◆ **GIVEN INSTRUCTION**
In the records below, swap every "Annotation task" for "Labeling task" and write them out again with nothing else changed. Leave out the pictures.

◆ **INFORMATION GIVEN**
+++
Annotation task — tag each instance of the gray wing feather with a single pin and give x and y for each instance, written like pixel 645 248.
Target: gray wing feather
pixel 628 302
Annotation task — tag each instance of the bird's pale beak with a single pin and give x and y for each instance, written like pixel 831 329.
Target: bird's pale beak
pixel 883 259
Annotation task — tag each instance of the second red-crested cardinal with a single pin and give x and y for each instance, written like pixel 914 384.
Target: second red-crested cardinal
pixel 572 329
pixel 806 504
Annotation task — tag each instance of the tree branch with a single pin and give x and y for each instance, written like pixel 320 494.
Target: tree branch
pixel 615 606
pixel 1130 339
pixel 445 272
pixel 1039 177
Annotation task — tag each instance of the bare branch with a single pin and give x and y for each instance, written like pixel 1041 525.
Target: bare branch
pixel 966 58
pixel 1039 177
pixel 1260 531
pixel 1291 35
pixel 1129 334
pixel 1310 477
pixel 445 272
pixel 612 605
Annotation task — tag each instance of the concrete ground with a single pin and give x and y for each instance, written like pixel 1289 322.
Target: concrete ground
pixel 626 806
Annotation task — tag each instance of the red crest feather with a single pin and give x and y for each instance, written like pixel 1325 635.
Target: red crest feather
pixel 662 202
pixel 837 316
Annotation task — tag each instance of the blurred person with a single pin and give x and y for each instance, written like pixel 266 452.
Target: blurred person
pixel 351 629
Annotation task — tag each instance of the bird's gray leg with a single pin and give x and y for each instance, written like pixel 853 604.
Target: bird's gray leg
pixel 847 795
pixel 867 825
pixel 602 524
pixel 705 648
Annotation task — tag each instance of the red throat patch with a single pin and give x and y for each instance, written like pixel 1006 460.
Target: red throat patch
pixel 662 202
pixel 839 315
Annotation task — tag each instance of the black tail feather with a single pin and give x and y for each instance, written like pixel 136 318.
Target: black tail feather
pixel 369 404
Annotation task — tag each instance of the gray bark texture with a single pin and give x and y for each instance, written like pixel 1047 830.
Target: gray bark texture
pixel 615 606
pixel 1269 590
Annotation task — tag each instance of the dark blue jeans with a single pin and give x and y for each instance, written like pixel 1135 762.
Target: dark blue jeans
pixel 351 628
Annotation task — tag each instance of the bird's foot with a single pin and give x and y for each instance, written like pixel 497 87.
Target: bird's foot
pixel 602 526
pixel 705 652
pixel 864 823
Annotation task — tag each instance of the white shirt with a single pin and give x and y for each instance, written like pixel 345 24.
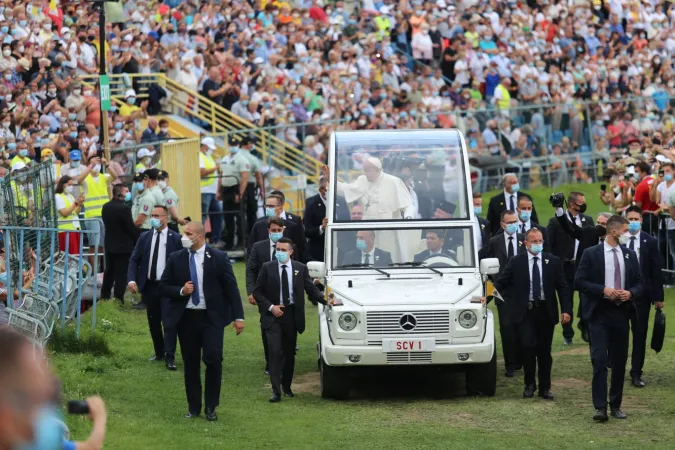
+++
◆ **TASK RESULT**
Labeling task — tag each instance of the gray wing feather with a single pin and give x and y for each instance, written like pixel 645 248.
Target: gray wing feather
pixel 628 302
Labeling task — tag each instance of the bird's pale beak with a single pin and give x and y for each instance, written like pixel 831 329.
Target: bird's pale beak
pixel 883 259
Labeling task — tag each instance of the second red-crested cardinal with a single pin and give x and y for each instance, written like pixel 914 384.
Target: second red-crested cardinal
pixel 572 329
pixel 806 504
Labeling task — tag each instance of the tree branch with a single pin and give x and y for each instance, written like pixel 320 494.
Target: tree branch
pixel 615 606
pixel 1130 339
pixel 445 272
pixel 1039 177
Labeling task — tag each instance of the bare branch with a single pin and give x and y for each instance, written like pixel 1041 525.
Target: bare branch
pixel 966 58
pixel 1039 177
pixel 1260 531
pixel 1291 35
pixel 1129 334
pixel 1310 477
pixel 445 272
pixel 612 605
Labeling task — tag each instance of the concrete ground with a single pin and give x and y for each instance, written like pixel 1289 322.
Target: concrete ground
pixel 626 806
Labeling task — tag each instance of the red crest feather with a single pin and give x and y for each instance, written like pixel 1325 635.
Target: red crest feather
pixel 662 202
pixel 837 316
Labeling task — tag each instance of the blurred person with a single pin and give x and y for each instance, written like pixel 266 452.
Target: blurred person
pixel 351 629
Labeling task — tag each instance of the bird's gray leg with a single pin and give x and y for each instance, written like pixel 853 604.
Target: bird's gray leg
pixel 847 795
pixel 867 825
pixel 602 524
pixel 705 648
Labeling task — tag each instance of the red throat patch with a single pin and give x and y for each instance, written like pixel 1006 460.
Target: red throat patch
pixel 662 202
pixel 839 315
Labeling task — tag each instance of the black tail feather with a single pin and give x and y for each instance, written like pixel 136 318.
Target: black tail feather
pixel 369 404
Labeling task — tag each instance of the gray bark texture with a single pin and give x and y for each instance, written like pixel 1047 830.
Target: gray bark texture
pixel 615 606
pixel 1269 590
Labeling task — tag each instance of the dark blue jeans with a single pin and give x and y for each instance, written like pixel 1135 762.
Target: dark blue jeans
pixel 351 628
Labeling task — tag each instance of the bird's foot with a single pin and give x and y for each instance, written like pixel 497 87.
Target: bird's foot
pixel 602 526
pixel 705 652
pixel 864 823
Labeling task — tag each instance of the white shirt with a single pin and give x and y for each instance, written like pixel 345 24.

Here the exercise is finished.